--- EXTRAIT ---
==========
Ce jour-là, des forces spéciales de gendarmerie avaient été requises par la Préfecture pour permettre à une société manutentionnaire de réaliser un essai anticipé d’application de la mensualisation des dockers, prévue pour le 1er juillet 1994, et à laquelle s’opposait une forte majorité de la profession.
Le “test” a tragiquement dérapé et un jeune docker a eu l’œil gauche arraché par le tir tendu d’un gendarme qui a fait usage d’une arme et d’une munition prohibées dans les opérations de maintien de l’ordre.
"Le 7 mars prochain, cela fera 11 ans de procédure. Il a fallu 4 ans pour remonter jusqu’aux gendarmes, puis encore deux ans avant le premier procès, les 22-23 octobre 2000, devant un tribunal correctionnel. Maintenant, la Cour de cassation l’a dit clairement, c’est un acte criminel qui sera jugé devant les assises. Pour tous les travailleurs, avec “Théo”, c’est une nouvelle étape très importante, et aussi sans doute de nouvelles épreuves, auxquelles il va falloir se préparer", a déclaré hier Michel Séraphine, secrétaire général de la fédération CGTR Ports & Docks, réunie en commission exécutive élargie.
==========
[Lignes issues d'un jeu de données]
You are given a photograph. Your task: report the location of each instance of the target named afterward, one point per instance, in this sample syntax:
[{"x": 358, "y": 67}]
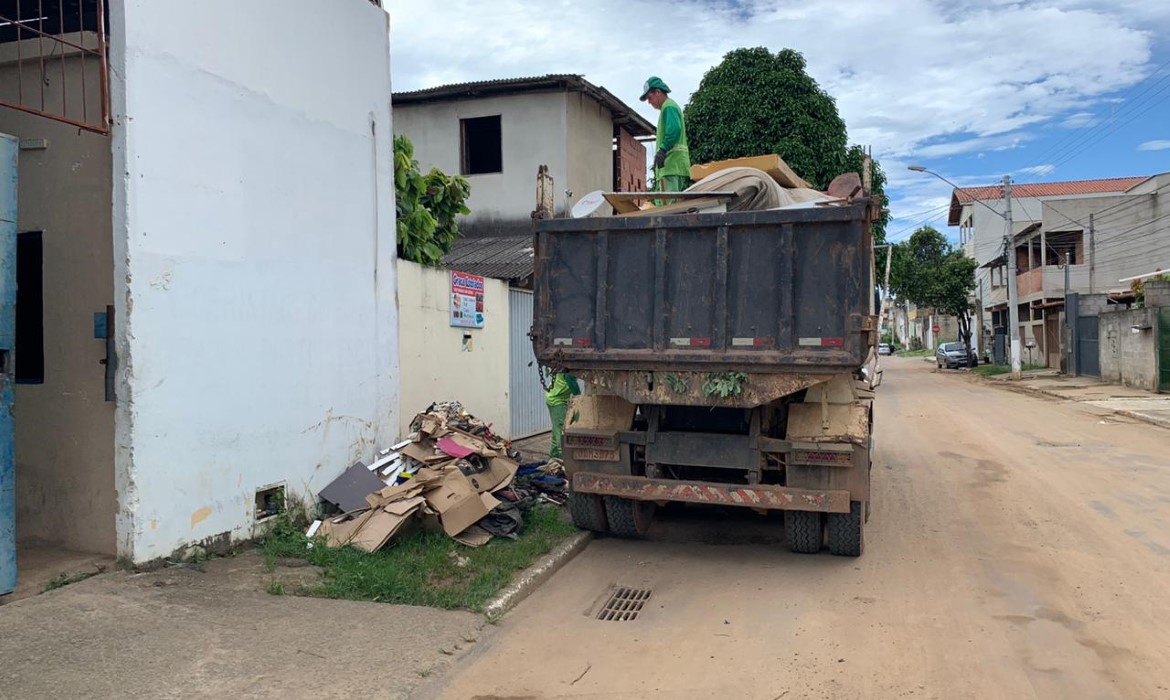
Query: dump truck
[{"x": 728, "y": 358}]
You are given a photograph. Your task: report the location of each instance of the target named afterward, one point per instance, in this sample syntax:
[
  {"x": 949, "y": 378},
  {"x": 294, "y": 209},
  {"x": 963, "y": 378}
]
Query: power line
[
  {"x": 1131, "y": 201},
  {"x": 1069, "y": 142},
  {"x": 1116, "y": 127}
]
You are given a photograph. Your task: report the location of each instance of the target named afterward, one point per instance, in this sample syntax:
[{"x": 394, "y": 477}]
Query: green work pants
[{"x": 557, "y": 413}]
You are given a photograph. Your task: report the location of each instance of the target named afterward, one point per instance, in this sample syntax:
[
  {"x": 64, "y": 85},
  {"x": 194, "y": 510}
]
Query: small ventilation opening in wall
[{"x": 269, "y": 501}]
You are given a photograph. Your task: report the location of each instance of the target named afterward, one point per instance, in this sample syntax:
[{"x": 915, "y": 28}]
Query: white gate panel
[{"x": 525, "y": 397}]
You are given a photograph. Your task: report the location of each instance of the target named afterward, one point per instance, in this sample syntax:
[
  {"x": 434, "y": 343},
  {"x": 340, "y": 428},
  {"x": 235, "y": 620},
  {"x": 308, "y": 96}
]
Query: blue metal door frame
[{"x": 9, "y": 148}]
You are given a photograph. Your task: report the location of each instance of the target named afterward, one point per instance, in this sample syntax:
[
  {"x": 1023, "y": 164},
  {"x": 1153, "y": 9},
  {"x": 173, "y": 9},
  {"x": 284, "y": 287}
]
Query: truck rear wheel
[
  {"x": 846, "y": 530},
  {"x": 628, "y": 517},
  {"x": 804, "y": 532},
  {"x": 587, "y": 512}
]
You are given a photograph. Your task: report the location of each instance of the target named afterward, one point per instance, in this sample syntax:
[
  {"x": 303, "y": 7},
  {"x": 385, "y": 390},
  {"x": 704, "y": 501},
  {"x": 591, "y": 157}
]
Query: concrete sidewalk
[
  {"x": 181, "y": 632},
  {"x": 1131, "y": 403}
]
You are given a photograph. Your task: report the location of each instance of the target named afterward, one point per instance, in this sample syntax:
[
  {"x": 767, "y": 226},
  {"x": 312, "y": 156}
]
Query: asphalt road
[{"x": 1018, "y": 548}]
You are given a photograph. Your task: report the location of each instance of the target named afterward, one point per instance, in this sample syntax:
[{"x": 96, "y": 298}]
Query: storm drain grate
[{"x": 624, "y": 604}]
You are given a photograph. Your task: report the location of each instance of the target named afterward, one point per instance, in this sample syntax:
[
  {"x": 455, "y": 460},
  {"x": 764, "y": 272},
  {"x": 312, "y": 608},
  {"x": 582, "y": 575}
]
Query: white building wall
[
  {"x": 1130, "y": 233},
  {"x": 438, "y": 364},
  {"x": 254, "y": 258},
  {"x": 532, "y": 130},
  {"x": 590, "y": 146}
]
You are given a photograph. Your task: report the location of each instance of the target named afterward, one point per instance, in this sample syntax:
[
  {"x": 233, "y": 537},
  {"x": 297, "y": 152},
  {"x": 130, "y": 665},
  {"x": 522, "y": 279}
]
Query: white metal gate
[{"x": 525, "y": 396}]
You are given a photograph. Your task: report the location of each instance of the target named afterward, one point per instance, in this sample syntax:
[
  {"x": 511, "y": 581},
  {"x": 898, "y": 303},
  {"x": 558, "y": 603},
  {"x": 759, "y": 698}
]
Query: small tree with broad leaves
[
  {"x": 426, "y": 207},
  {"x": 929, "y": 272}
]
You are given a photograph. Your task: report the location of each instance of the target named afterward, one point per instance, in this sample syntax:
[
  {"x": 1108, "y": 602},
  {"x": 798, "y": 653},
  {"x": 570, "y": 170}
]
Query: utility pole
[
  {"x": 885, "y": 296},
  {"x": 1092, "y": 256},
  {"x": 1013, "y": 313}
]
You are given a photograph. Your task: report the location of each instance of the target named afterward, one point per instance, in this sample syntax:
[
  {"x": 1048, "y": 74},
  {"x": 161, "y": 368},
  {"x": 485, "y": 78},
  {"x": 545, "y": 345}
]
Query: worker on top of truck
[{"x": 672, "y": 158}]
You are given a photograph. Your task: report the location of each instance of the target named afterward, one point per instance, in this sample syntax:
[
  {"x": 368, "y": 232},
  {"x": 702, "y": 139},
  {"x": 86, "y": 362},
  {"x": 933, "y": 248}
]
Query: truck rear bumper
[{"x": 770, "y": 498}]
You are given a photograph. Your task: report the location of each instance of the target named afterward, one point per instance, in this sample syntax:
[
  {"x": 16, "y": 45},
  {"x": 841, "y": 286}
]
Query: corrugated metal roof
[
  {"x": 499, "y": 258},
  {"x": 962, "y": 196},
  {"x": 623, "y": 114}
]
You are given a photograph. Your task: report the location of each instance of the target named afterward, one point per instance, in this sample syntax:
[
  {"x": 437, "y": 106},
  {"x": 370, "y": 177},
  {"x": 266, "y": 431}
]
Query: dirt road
[{"x": 1018, "y": 548}]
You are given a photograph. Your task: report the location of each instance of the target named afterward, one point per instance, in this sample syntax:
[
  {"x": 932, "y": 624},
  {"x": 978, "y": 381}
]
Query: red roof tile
[{"x": 962, "y": 196}]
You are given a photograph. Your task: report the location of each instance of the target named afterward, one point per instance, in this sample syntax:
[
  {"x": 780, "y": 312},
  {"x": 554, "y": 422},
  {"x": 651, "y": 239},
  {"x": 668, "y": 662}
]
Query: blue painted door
[{"x": 8, "y": 149}]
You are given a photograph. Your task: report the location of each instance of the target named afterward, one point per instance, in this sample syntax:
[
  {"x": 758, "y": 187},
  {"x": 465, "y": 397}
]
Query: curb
[
  {"x": 531, "y": 578},
  {"x": 1143, "y": 418},
  {"x": 1040, "y": 392}
]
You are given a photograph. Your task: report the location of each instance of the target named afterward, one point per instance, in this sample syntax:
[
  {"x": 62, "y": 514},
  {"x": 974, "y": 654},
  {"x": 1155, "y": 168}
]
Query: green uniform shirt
[
  {"x": 672, "y": 138},
  {"x": 564, "y": 386}
]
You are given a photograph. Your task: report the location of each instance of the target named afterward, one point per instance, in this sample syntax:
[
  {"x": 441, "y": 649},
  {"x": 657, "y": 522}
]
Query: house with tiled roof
[
  {"x": 497, "y": 134},
  {"x": 1080, "y": 237}
]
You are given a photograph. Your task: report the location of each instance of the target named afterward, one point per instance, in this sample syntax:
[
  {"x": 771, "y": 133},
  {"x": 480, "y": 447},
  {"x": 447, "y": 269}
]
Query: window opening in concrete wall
[
  {"x": 1065, "y": 242},
  {"x": 482, "y": 145},
  {"x": 39, "y": 39},
  {"x": 269, "y": 501},
  {"x": 29, "y": 308}
]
==========
--- LA CONSIGNE ---
Réécris le passage de l'extrait sur la mensualisation des dockers qui s'ouvre sur les mots contenant "Ce jour-là, des" et se termine par "de la profession.", en mettant "mairie" à la place de "Préfecture".

--- RÉPONSE ATTENDUE ---
Ce jour-là, des forces spéciales de gendarmerie avaient été requises par la mairie pour permettre à une société manutentionnaire de réaliser un essai anticipé d’application de la mensualisation des dockers, prévue pour le 1er juillet 1994, et à laquelle s’opposait une forte majorité de la profession.